● TASK BRIEF
Using the fly story below, tell whether each statement agrees with it: (a) the fly had been stuck in the house for at least two days; (b) the writer killed the fly with a rolled-up newspaper; (c) the writer caught the fly using a glass and a manila folder. Answer yes or no for each, and quote the words from the fly story that settle it.

● SELECTION

* start *

Saturday, September 26, 2015

     Two days ago I heard a winged insect buzzing in the bathroom.  The brief sound didn't make me do anything about it.  This morning I heard the sound again.  Clearly, it was a bug spending a lot of bad boring hours between the shade and the window.  I lifted the shade a little, saw a fly on the glass.     Flies don't live a long time if they die of natural causes.  This one had spent at least two days trapped in the house, staying close to the window, which offered a maddening view of the free air world--an  unreachable place, the open three dimensional space where rotten smells mean continuation of the species.  The fly's purpose, thwarted, would have ended were it not for me.
     I had that six-legged animal's life in whatever I did or didn't do with my hands.  The fly didn't know this, wasn't aware of me.  Only the feel of barriers, the plastic shade, the glass, registered in the fly's experience of two days in torment.
     A typical reaction from many people would be to roll up a magazine or newspaper, or take a swatter, and kill it.  A sudden all-body blow, so jarring to the exoskeleton the whitish guts spring forth and stay with the corpse, resembling fungi on a tree trunk.
     I chose a different fate for the fly.  I went to the kitchen, got a small glass, found a manila folder lying around, and returned to the bathroom.  I moved the shade back from the window, put the glass over the fly, slid the folder under the glass's rim, and trapped the now very freaked out prisoner.  I opened the inner and screen doors, stood on the porch, and lifted the glass.  The fly flew, going on to do I know not what, although I suspect water and food were on the immediate agenda.

* end *

● EXTRACTED RECORDS
* start *

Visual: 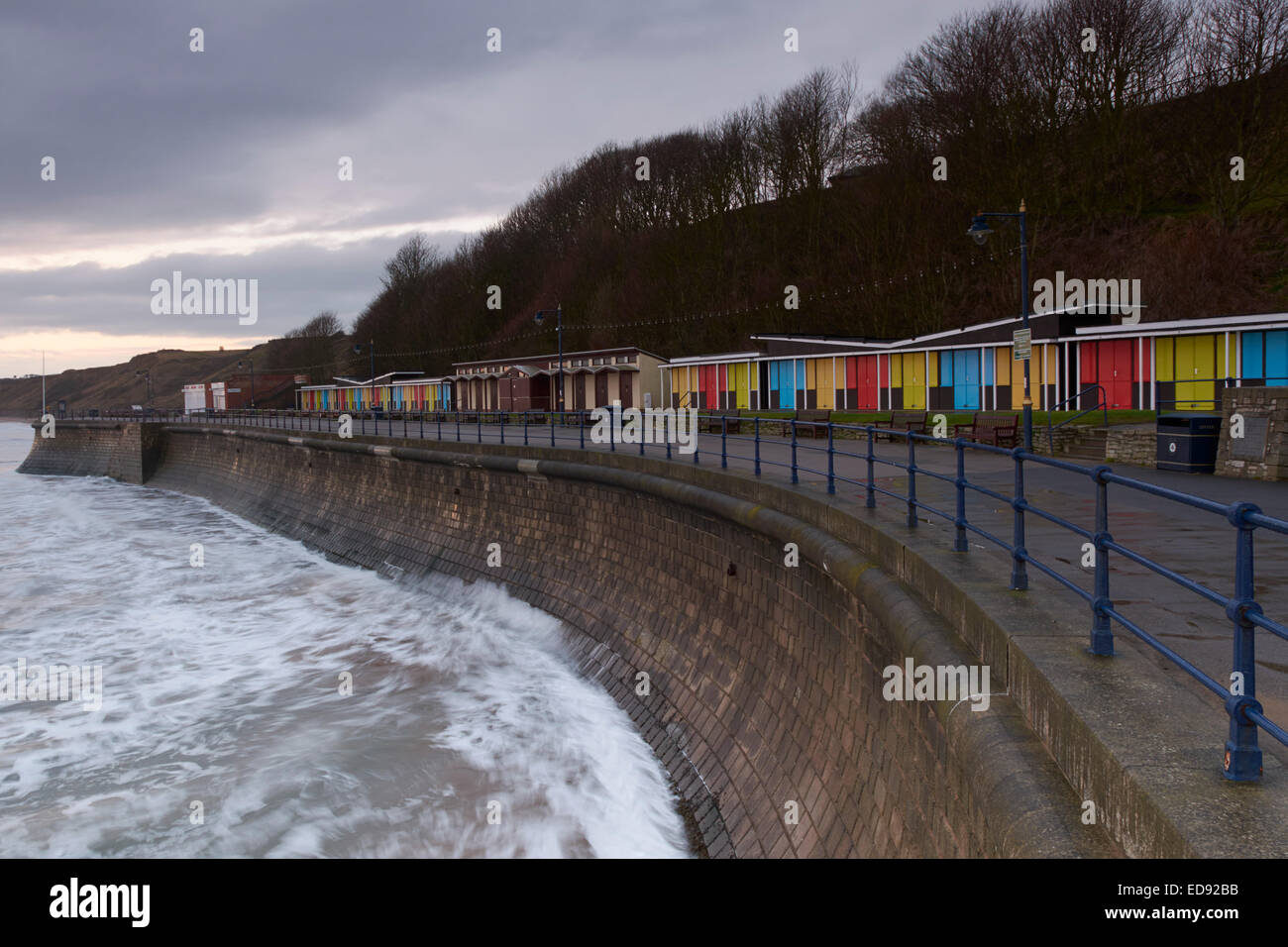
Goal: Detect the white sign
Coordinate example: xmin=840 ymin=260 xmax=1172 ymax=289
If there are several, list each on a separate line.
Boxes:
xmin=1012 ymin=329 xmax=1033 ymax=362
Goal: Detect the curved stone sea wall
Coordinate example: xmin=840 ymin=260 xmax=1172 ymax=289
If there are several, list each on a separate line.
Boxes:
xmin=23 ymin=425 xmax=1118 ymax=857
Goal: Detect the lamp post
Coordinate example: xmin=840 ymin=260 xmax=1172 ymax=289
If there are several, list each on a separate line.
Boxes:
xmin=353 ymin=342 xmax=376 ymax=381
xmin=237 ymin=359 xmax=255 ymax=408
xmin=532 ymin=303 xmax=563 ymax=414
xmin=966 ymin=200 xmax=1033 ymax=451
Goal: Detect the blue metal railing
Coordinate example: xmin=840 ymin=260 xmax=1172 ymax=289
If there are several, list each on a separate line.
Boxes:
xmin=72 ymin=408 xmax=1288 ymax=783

* end *
* start *

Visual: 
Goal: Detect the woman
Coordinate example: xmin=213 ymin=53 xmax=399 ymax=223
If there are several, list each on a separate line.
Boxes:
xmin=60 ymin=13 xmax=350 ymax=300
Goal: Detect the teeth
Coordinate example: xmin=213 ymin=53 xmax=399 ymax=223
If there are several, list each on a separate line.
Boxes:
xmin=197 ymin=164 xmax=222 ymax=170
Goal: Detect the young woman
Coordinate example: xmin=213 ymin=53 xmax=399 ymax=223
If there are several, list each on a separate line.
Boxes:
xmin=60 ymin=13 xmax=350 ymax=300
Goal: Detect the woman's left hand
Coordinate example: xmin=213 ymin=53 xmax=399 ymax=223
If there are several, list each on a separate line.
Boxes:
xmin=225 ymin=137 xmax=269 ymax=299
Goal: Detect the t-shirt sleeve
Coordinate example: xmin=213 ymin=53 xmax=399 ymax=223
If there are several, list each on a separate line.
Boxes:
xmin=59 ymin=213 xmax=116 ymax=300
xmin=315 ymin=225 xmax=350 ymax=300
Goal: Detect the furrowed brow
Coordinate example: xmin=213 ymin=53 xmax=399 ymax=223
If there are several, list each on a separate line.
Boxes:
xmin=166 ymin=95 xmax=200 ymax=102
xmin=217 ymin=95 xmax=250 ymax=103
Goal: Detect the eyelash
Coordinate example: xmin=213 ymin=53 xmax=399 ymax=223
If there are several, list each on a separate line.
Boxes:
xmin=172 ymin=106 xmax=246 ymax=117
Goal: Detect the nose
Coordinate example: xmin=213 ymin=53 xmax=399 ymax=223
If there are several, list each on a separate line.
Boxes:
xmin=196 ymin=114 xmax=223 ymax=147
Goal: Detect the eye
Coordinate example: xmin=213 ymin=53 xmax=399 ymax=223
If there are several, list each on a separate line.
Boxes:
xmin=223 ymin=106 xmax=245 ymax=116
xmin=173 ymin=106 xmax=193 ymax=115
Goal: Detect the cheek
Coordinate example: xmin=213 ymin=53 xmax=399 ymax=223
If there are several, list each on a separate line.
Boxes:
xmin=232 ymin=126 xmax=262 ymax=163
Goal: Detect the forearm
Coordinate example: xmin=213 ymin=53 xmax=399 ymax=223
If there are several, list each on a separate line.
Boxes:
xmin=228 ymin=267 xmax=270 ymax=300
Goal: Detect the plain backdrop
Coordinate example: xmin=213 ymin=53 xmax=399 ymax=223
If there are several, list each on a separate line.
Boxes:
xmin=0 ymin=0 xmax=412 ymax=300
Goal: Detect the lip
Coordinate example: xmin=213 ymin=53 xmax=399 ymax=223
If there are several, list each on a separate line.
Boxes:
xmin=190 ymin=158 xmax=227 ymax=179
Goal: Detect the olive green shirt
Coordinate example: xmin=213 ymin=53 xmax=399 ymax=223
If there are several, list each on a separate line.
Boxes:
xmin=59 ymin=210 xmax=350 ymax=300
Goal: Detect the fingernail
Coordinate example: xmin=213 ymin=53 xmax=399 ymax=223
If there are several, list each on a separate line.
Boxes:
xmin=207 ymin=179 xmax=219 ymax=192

* end *

● WORKED SOLUTION
(a) Yes: "This one had spent at least two days trapped in the house"
(b) No: "I chose a different fate for the fly."
(c) Yes: "put the glass over the fly, slid the folder under the glass's rim"